◆ GIVEN INSTRUCTION: Write out, please, the line containing "Where can you spot the woman's face" together with all lines after it, up to and including the last one, with no other output.

[INPUT start]

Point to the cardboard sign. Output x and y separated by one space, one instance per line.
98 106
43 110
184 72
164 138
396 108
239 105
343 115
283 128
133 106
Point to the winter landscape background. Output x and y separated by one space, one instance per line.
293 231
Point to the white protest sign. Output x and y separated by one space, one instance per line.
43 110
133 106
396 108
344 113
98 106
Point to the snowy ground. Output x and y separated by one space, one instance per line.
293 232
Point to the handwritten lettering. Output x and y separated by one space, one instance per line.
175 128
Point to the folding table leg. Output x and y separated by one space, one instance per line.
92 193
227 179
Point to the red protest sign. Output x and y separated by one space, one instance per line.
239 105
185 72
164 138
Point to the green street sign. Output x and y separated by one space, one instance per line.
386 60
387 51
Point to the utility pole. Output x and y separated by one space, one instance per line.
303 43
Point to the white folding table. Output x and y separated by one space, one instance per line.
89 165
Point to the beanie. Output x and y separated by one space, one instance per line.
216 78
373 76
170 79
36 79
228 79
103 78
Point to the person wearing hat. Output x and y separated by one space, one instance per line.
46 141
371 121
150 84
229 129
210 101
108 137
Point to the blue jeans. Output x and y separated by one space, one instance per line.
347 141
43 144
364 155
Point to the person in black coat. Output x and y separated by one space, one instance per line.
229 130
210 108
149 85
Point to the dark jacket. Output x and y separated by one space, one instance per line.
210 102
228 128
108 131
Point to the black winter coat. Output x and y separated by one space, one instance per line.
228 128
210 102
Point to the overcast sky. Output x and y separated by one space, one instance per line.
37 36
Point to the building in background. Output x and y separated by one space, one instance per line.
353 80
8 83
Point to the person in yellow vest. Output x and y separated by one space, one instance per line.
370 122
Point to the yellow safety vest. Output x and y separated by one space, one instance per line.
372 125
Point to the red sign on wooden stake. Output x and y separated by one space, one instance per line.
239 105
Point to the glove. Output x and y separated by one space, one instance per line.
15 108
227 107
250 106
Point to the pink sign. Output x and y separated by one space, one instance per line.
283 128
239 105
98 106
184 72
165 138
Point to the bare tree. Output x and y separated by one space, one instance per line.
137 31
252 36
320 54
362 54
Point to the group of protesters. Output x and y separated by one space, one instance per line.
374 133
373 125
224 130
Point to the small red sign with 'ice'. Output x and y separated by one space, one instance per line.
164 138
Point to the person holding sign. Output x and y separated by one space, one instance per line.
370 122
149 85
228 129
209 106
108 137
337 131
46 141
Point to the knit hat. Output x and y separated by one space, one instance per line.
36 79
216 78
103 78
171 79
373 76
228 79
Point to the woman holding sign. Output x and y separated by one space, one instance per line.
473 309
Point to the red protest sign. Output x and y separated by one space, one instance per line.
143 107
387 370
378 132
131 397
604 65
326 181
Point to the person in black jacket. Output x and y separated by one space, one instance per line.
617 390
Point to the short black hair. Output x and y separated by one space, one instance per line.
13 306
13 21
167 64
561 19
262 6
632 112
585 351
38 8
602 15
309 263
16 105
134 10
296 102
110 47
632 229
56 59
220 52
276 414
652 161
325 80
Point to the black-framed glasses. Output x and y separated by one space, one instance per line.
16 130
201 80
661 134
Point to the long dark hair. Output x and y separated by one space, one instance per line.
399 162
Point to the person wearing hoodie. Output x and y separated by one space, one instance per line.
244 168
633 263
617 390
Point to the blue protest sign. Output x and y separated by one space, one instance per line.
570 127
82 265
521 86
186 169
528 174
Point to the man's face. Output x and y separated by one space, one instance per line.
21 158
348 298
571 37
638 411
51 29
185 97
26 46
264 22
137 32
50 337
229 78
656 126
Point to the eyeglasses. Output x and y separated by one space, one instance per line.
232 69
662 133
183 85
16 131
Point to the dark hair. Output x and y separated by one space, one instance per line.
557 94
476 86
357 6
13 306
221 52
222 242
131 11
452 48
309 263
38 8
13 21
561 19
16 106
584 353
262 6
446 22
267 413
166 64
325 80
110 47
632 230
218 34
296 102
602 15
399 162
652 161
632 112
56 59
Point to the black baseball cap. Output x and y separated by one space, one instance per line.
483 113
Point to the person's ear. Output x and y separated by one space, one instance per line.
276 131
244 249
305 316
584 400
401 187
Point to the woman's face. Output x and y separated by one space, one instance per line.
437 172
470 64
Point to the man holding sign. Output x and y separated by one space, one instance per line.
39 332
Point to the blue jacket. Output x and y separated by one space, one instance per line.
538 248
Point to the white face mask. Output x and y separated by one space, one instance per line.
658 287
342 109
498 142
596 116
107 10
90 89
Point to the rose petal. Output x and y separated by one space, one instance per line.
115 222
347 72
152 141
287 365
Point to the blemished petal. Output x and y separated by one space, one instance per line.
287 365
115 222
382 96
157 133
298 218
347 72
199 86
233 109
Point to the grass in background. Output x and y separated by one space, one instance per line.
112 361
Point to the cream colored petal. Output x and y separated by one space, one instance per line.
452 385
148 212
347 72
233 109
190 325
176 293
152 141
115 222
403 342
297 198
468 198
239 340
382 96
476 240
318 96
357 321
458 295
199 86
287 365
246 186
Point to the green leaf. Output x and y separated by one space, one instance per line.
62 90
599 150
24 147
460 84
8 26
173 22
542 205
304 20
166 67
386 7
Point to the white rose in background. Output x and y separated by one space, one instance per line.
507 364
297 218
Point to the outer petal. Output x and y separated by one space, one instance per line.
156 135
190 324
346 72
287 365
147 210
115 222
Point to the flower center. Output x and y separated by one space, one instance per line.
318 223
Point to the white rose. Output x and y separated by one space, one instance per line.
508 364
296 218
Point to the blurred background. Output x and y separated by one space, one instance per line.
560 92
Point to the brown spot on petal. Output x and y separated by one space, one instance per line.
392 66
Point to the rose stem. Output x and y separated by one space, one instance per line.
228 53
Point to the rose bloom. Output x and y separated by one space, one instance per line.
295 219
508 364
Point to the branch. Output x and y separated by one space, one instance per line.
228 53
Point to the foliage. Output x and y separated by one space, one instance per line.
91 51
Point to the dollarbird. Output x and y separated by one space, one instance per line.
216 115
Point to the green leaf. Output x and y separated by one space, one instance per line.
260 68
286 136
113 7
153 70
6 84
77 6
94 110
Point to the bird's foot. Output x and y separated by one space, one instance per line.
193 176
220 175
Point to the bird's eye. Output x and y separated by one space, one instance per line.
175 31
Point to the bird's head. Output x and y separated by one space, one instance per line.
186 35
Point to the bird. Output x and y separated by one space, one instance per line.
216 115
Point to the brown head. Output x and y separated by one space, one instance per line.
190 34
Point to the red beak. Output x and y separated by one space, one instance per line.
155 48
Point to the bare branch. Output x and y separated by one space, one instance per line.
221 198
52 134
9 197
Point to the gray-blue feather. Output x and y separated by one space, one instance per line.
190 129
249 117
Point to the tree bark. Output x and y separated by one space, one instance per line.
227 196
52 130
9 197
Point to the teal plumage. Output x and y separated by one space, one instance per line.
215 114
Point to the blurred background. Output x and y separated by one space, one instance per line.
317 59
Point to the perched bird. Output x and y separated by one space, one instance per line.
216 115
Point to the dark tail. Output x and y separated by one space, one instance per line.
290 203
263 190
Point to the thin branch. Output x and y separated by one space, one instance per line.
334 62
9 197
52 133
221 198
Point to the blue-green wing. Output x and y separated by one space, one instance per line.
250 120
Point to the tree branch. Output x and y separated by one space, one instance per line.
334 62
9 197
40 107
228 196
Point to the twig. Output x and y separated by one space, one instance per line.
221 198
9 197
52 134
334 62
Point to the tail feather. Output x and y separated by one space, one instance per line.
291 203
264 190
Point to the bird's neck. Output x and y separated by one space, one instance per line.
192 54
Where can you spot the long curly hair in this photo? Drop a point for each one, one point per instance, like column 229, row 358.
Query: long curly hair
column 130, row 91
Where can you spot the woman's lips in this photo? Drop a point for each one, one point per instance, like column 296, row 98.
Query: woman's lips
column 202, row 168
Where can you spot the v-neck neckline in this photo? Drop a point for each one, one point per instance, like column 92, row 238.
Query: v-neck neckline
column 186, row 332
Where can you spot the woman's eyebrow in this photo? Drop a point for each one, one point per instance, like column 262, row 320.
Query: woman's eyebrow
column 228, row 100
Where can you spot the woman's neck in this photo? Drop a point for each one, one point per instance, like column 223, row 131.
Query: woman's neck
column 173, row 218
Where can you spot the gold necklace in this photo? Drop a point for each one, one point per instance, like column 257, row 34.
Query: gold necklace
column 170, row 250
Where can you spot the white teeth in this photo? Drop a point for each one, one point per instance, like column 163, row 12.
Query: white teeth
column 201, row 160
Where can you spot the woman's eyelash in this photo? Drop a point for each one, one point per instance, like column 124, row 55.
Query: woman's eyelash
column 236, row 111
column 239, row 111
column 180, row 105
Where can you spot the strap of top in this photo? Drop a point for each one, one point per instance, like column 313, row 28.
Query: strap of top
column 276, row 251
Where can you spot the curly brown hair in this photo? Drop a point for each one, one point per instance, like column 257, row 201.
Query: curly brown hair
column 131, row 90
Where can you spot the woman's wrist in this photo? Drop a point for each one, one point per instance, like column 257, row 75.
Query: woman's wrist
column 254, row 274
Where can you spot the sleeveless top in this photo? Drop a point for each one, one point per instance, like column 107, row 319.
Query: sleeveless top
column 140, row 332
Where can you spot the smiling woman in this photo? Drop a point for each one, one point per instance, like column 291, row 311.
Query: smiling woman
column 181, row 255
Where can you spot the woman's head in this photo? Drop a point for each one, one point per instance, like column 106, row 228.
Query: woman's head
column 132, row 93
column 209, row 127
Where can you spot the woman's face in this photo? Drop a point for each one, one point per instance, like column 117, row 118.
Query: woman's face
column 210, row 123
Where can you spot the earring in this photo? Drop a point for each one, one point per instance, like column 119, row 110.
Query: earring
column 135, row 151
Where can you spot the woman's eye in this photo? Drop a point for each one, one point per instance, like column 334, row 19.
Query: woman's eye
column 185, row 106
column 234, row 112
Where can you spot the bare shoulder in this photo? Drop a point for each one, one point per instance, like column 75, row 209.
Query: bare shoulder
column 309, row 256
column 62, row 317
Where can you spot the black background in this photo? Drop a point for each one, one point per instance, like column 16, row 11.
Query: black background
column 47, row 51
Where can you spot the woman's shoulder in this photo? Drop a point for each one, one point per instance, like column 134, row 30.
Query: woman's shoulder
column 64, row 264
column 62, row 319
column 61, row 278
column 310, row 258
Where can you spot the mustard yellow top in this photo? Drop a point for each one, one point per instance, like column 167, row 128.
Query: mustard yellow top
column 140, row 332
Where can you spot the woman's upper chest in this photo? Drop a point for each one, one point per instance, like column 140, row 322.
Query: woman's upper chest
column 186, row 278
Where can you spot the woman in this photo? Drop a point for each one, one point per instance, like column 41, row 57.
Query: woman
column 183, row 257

[INPUT end]

◆ OUTPUT BELOW:
Where can you spot the woman's face in this photo? Drop a point for each one, one point per instance, like column 117, row 118.
Query: woman's face
column 210, row 123
Where can you spot the earring in this photo? Drop a point for each one, one point per instance, like column 119, row 110.
Query: earring
column 135, row 151
Where can you spot the woman's eye in this photo? Drop a point for each one, one point per instance, like column 334, row 19.
Query: woman's eye
column 185, row 106
column 234, row 112
Where can you spot the bare shoulder in this photo? Drop a point for each one, one point per instance, like column 75, row 209.
Query: bare shoulder
column 309, row 256
column 62, row 317
Where can you spot the black background in this photo? Drop a point for each one, one point per instance, like column 16, row 11.
Query: black background
column 47, row 51
Where can you spot the woman's shoulder in this photo? Drop a point for each one, one point per instance, like column 134, row 30.
Query: woman's shoulder
column 64, row 264
column 62, row 319
column 61, row 278
column 310, row 258
Where can you spot the mustard yellow top in this photo? Drop a point for each one, one point per instance, like column 167, row 128.
Query: mustard yellow top
column 140, row 332
Where can you spot the woman's upper chest in this photo? Drop a point for each one, one point per instance, like column 140, row 322.
Query: woman's upper chest
column 186, row 278
Where can you spot the woman in this photo? Drop a point for each one, one point per instance, like column 41, row 57.
Query: woman
column 183, row 257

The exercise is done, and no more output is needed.